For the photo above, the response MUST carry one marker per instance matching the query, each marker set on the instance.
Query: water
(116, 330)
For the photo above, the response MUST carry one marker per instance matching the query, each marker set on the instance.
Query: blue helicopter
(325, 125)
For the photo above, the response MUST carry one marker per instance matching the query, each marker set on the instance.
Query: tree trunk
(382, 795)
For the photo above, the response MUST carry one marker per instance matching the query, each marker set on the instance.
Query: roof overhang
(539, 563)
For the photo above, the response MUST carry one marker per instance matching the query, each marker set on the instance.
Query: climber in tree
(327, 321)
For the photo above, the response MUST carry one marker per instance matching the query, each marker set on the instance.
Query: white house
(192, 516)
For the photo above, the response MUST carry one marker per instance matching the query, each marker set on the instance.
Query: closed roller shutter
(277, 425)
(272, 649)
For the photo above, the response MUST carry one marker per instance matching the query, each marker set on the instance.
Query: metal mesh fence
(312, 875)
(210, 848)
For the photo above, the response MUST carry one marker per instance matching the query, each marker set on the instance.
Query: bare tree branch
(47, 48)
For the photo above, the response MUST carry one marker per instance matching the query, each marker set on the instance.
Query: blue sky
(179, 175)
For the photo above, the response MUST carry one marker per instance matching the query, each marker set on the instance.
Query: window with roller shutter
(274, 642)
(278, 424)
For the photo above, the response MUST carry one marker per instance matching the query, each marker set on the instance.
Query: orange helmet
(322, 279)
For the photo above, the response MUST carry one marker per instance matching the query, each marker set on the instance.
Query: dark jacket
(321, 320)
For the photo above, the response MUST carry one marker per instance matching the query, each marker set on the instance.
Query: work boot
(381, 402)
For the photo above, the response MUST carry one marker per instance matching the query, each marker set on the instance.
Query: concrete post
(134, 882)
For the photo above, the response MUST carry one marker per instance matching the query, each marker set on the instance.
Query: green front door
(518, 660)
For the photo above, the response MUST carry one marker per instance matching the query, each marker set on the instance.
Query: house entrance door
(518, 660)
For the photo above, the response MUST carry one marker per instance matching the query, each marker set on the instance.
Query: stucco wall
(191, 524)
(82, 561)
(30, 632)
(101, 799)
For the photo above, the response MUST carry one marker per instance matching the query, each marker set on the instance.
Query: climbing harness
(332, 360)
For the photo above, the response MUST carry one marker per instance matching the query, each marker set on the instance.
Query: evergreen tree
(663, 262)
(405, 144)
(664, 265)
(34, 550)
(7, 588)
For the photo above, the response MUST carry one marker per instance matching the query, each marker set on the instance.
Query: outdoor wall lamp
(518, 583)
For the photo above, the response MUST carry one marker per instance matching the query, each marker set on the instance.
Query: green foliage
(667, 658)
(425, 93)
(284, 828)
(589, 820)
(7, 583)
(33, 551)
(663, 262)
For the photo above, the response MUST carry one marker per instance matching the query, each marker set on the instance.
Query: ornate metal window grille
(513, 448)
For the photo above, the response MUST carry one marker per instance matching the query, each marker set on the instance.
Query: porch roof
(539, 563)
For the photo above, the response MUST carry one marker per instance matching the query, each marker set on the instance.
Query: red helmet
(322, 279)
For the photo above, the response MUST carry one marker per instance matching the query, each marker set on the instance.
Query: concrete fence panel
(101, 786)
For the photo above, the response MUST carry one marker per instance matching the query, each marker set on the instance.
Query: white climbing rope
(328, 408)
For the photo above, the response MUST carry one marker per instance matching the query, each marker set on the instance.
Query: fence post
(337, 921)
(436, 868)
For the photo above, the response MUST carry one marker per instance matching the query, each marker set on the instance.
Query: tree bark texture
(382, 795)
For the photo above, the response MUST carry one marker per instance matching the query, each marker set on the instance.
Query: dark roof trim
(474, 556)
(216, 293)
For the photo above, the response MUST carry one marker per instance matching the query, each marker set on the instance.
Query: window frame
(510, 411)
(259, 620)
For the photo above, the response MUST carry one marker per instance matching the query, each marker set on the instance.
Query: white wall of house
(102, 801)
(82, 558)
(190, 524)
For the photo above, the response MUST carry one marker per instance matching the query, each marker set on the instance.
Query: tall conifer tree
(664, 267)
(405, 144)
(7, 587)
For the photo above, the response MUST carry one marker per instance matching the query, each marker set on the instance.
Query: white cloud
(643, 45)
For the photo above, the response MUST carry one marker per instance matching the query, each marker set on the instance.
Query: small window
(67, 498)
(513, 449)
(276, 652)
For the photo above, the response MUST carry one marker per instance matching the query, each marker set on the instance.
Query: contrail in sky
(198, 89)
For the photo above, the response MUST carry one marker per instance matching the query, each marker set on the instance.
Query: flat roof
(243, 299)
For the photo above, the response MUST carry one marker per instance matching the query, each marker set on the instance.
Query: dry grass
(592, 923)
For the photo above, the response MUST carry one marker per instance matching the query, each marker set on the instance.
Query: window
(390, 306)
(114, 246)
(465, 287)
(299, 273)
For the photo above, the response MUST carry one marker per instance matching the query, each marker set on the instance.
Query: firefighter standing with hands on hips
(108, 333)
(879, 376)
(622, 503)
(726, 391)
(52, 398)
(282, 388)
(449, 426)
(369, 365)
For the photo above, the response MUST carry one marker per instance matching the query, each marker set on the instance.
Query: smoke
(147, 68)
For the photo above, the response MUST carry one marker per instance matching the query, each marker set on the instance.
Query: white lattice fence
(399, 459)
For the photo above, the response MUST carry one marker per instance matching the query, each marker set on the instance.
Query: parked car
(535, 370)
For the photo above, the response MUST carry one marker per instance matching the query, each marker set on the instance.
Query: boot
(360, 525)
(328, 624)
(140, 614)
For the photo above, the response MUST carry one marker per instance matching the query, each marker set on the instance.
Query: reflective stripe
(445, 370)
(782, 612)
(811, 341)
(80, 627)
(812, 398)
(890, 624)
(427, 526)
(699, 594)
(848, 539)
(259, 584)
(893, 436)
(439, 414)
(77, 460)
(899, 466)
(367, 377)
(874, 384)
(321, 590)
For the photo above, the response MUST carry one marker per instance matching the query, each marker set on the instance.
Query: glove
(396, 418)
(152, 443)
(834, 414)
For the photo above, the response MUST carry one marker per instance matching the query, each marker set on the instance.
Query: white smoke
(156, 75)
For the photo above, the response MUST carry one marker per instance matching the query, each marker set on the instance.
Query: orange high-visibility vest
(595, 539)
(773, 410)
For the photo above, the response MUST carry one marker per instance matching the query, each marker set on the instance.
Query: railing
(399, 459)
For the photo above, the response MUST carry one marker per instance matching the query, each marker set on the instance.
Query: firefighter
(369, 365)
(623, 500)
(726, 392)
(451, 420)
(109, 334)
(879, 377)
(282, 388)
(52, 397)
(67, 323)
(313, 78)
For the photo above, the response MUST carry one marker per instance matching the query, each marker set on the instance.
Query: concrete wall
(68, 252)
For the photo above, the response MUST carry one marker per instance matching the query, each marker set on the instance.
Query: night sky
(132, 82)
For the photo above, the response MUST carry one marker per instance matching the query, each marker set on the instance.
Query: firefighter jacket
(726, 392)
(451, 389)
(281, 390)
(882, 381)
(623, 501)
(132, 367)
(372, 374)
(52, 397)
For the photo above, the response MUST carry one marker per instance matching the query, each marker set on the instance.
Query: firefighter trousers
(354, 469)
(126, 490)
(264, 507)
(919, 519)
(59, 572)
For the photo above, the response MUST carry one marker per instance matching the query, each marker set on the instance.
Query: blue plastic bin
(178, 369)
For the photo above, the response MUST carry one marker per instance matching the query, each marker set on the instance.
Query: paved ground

• **TASK GOAL**: Count the lines that contain the word "helmet" and give only the number.

• **ANSWER TO THIS PROBLEM**: 2